◆ What the task requires ◆
Pull out each line of the listing below that contains the string "ornate", and copy those lines. Case counts.

....

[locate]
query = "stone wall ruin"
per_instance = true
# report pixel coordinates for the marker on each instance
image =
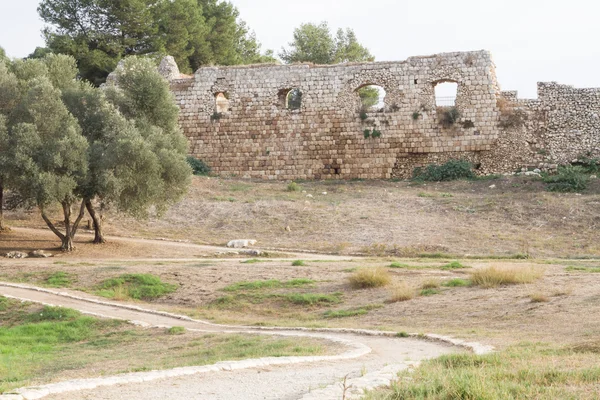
(305, 121)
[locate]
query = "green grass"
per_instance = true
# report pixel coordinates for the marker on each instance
(268, 284)
(42, 344)
(525, 371)
(457, 282)
(593, 270)
(135, 286)
(59, 279)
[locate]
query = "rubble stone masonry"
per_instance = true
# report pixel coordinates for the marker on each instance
(239, 122)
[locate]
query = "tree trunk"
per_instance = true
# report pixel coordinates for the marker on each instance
(2, 227)
(98, 235)
(70, 230)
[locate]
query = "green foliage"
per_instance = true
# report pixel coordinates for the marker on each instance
(568, 179)
(369, 96)
(59, 279)
(522, 371)
(99, 33)
(315, 43)
(135, 286)
(451, 170)
(198, 166)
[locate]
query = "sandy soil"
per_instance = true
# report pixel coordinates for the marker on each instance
(516, 215)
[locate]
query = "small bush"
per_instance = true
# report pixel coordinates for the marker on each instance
(429, 292)
(492, 276)
(135, 286)
(567, 179)
(451, 170)
(539, 298)
(401, 292)
(370, 278)
(198, 166)
(457, 282)
(453, 265)
(430, 284)
(59, 279)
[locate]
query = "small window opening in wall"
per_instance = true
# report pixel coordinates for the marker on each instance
(290, 98)
(372, 98)
(221, 103)
(445, 94)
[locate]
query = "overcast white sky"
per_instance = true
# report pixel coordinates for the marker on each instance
(530, 40)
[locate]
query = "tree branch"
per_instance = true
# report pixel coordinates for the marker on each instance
(78, 220)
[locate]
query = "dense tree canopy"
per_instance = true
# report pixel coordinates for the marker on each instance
(64, 141)
(315, 43)
(99, 33)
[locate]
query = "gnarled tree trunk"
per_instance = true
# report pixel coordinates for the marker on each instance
(70, 230)
(2, 227)
(98, 235)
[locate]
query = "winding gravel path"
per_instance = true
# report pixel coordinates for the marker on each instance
(372, 359)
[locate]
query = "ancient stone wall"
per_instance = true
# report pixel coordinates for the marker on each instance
(240, 122)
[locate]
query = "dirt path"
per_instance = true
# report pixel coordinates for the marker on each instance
(369, 361)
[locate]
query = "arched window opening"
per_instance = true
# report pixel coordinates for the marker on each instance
(221, 103)
(372, 98)
(445, 94)
(293, 99)
(290, 99)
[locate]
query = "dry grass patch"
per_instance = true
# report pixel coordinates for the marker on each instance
(370, 278)
(401, 292)
(539, 297)
(495, 276)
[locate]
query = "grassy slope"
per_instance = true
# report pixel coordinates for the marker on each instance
(42, 344)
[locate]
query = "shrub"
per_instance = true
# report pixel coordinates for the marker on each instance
(567, 179)
(59, 279)
(198, 166)
(430, 284)
(293, 187)
(457, 282)
(492, 276)
(369, 278)
(401, 292)
(451, 170)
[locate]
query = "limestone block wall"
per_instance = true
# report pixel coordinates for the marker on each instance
(256, 135)
(238, 122)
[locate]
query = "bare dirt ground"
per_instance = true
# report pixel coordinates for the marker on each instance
(463, 217)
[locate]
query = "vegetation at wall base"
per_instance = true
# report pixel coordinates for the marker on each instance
(449, 171)
(198, 166)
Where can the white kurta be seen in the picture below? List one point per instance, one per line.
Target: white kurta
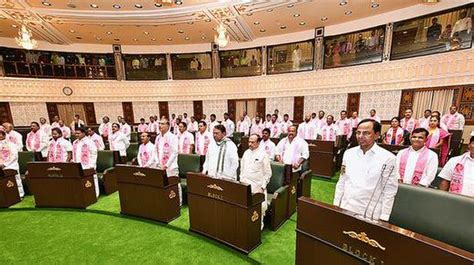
(224, 167)
(147, 155)
(292, 152)
(468, 174)
(86, 146)
(203, 140)
(361, 177)
(98, 141)
(119, 142)
(9, 158)
(17, 139)
(429, 173)
(269, 147)
(58, 149)
(167, 148)
(185, 140)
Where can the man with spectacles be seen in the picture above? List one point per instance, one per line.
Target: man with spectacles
(368, 181)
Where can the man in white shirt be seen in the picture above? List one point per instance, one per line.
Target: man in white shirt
(45, 127)
(408, 123)
(85, 152)
(417, 164)
(147, 152)
(222, 159)
(185, 139)
(292, 150)
(368, 182)
(9, 160)
(203, 139)
(453, 120)
(105, 128)
(255, 170)
(307, 130)
(267, 144)
(458, 173)
(97, 139)
(13, 136)
(229, 125)
(243, 126)
(425, 121)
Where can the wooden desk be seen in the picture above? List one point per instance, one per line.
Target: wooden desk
(225, 211)
(148, 193)
(61, 184)
(350, 240)
(322, 158)
(9, 194)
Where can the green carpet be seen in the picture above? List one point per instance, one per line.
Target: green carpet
(101, 235)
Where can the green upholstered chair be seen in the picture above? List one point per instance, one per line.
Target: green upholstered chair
(106, 160)
(23, 159)
(277, 197)
(436, 214)
(188, 163)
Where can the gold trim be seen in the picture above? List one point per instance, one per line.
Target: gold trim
(139, 174)
(215, 187)
(10, 184)
(172, 194)
(254, 216)
(363, 237)
(88, 184)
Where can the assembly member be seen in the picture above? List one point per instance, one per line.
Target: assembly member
(368, 182)
(255, 169)
(222, 159)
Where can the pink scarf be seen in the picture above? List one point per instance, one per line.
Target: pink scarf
(398, 135)
(33, 137)
(458, 175)
(419, 168)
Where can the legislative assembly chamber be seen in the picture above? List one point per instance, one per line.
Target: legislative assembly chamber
(237, 132)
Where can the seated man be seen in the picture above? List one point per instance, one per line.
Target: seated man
(9, 159)
(222, 159)
(146, 152)
(267, 144)
(255, 170)
(417, 164)
(368, 182)
(292, 150)
(458, 173)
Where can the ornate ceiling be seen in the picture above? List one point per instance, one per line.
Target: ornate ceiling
(141, 22)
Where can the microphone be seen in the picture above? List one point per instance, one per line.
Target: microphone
(373, 192)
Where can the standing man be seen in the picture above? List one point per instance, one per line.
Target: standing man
(458, 173)
(453, 120)
(417, 165)
(229, 125)
(267, 144)
(368, 181)
(185, 139)
(147, 152)
(85, 152)
(9, 160)
(292, 150)
(408, 123)
(222, 159)
(203, 139)
(255, 170)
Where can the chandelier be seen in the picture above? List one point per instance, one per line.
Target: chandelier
(222, 38)
(25, 39)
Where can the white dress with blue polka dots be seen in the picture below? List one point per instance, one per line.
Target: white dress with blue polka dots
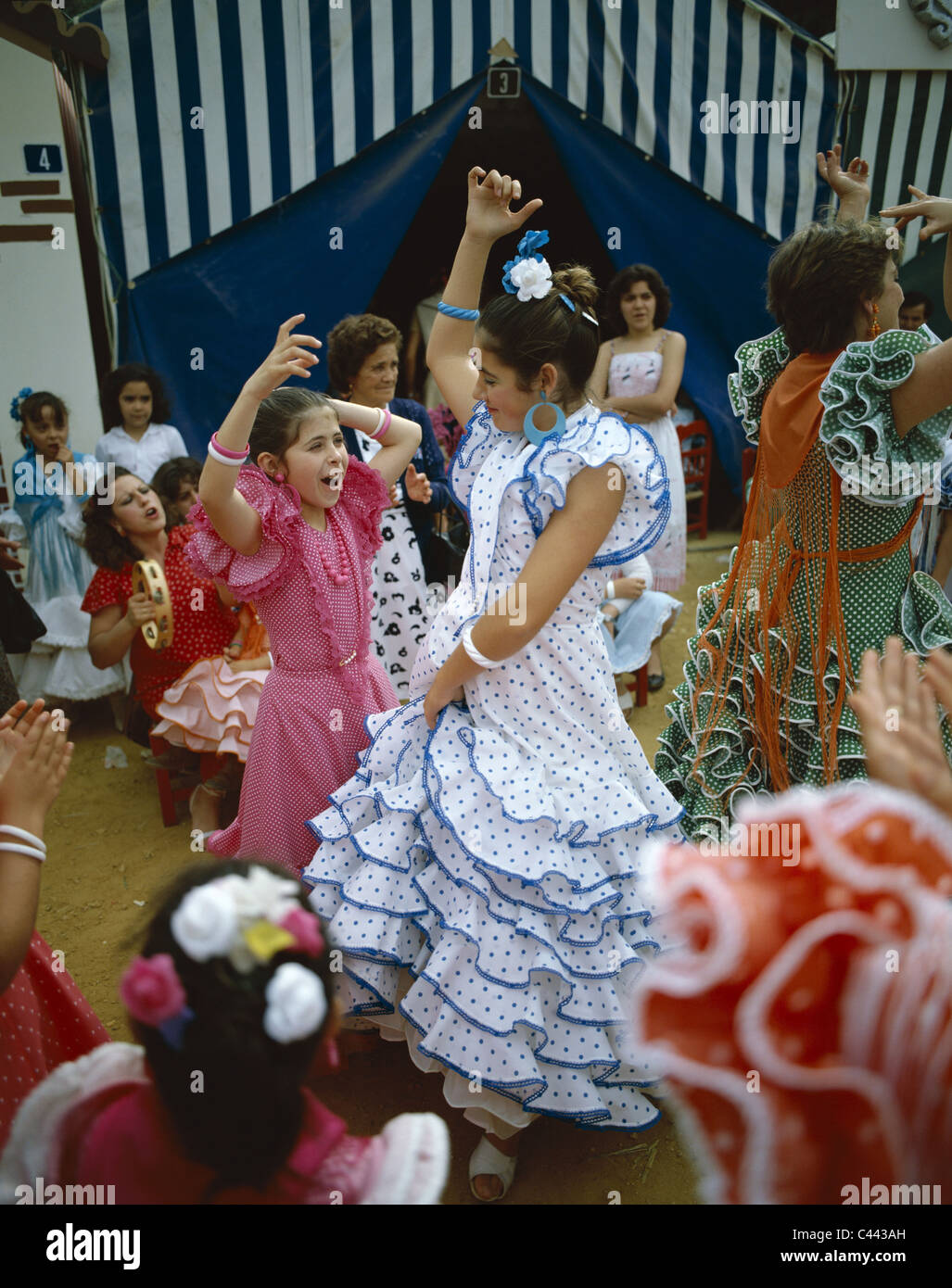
(482, 878)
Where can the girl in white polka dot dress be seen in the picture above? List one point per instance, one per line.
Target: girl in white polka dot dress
(481, 869)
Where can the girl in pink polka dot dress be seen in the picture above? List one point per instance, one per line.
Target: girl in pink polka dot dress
(44, 1019)
(288, 519)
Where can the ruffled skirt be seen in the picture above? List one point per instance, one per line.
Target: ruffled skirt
(879, 600)
(211, 709)
(491, 924)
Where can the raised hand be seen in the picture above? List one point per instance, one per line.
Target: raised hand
(937, 213)
(489, 214)
(287, 359)
(901, 722)
(849, 183)
(417, 486)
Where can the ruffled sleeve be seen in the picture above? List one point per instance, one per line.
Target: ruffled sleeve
(364, 496)
(858, 430)
(258, 575)
(594, 441)
(476, 445)
(759, 362)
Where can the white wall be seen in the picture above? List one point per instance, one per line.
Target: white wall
(44, 329)
(885, 35)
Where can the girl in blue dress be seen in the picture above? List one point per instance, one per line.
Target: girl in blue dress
(50, 482)
(481, 871)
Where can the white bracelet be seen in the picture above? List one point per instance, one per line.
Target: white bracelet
(223, 460)
(473, 652)
(40, 855)
(25, 836)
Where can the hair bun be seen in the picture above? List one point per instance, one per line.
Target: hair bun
(578, 284)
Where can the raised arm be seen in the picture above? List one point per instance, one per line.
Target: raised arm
(451, 339)
(929, 388)
(399, 445)
(235, 521)
(850, 185)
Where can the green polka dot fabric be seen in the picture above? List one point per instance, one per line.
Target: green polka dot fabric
(879, 598)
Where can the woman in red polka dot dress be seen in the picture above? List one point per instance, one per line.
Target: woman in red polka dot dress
(44, 1019)
(118, 535)
(297, 531)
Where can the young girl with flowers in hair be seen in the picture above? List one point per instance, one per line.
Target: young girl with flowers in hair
(232, 987)
(290, 521)
(50, 482)
(482, 867)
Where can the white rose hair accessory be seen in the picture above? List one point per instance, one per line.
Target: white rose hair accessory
(247, 920)
(529, 276)
(297, 1004)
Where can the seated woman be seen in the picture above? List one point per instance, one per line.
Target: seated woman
(850, 424)
(134, 527)
(363, 360)
(634, 618)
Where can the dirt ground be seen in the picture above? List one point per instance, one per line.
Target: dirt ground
(109, 858)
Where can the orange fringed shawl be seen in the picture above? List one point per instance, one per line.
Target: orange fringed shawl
(791, 547)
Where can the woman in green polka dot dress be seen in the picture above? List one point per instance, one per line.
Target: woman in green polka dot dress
(850, 418)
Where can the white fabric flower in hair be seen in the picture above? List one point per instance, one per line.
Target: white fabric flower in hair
(205, 922)
(260, 894)
(297, 1004)
(532, 278)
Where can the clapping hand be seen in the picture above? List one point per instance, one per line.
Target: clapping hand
(899, 719)
(937, 213)
(417, 486)
(287, 359)
(489, 214)
(33, 760)
(849, 183)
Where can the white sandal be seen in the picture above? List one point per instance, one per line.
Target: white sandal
(489, 1161)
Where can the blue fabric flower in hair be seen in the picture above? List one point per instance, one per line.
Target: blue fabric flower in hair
(16, 400)
(528, 276)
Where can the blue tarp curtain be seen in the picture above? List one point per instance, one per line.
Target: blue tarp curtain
(227, 297)
(714, 263)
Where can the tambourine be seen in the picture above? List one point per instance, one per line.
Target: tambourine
(149, 580)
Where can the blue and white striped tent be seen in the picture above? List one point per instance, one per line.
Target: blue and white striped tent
(222, 121)
(293, 88)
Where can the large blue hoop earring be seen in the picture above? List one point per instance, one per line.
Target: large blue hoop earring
(539, 436)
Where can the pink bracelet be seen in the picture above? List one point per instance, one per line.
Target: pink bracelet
(384, 424)
(228, 451)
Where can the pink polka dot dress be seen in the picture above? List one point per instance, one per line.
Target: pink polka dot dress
(312, 593)
(44, 1021)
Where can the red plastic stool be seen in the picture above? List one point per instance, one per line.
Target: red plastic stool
(169, 796)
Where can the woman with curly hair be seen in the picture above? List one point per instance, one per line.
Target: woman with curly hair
(118, 535)
(363, 362)
(850, 415)
(135, 405)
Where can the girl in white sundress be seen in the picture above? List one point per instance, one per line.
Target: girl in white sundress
(638, 375)
(481, 871)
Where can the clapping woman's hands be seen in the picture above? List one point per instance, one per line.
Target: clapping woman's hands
(899, 719)
(937, 213)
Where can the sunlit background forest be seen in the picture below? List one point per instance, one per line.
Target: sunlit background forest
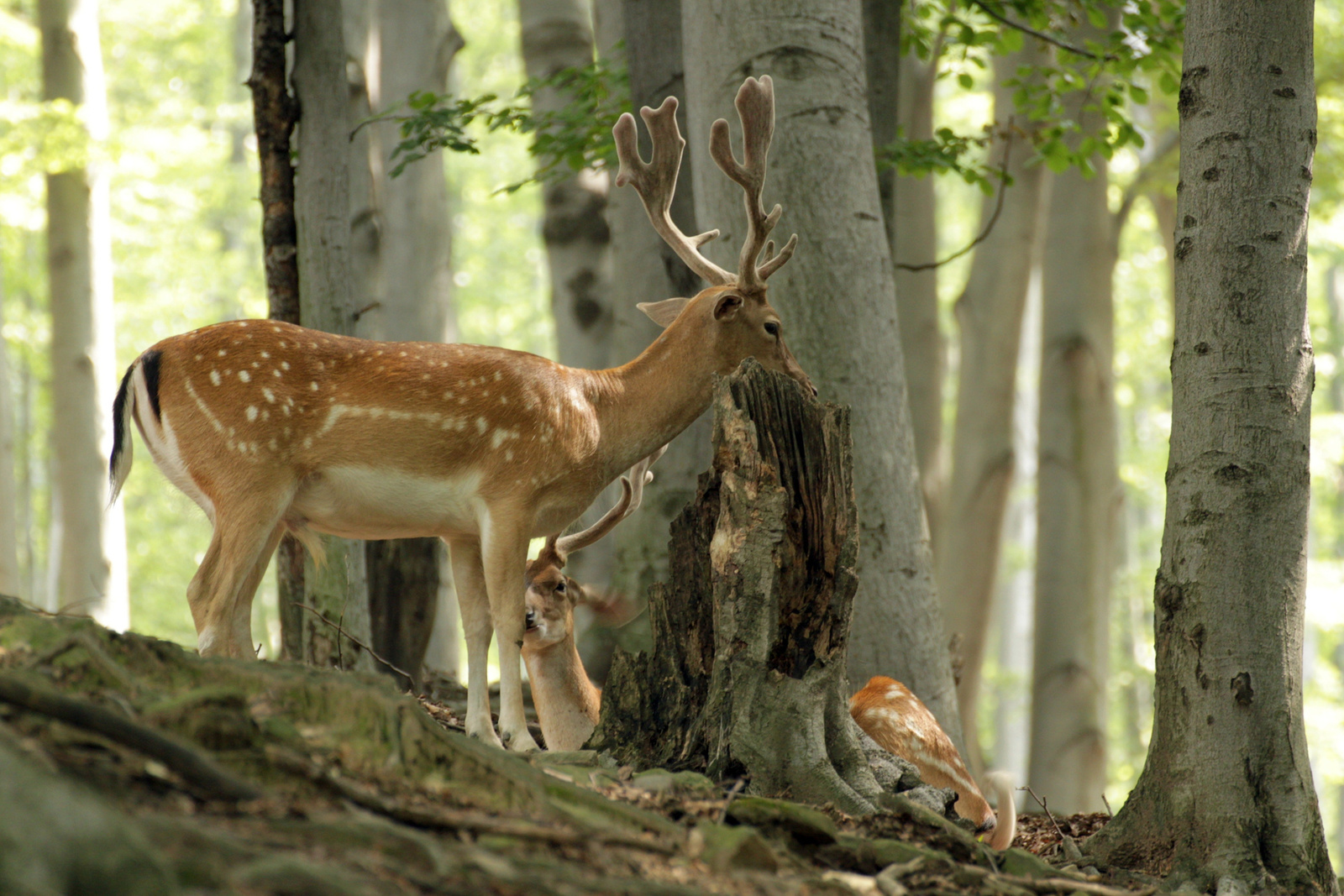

....

◆ Expected answer ◆
Where can the ornate ceiling be seen in the picture above? List one point per instance, one per line.
Target: ornate ceiling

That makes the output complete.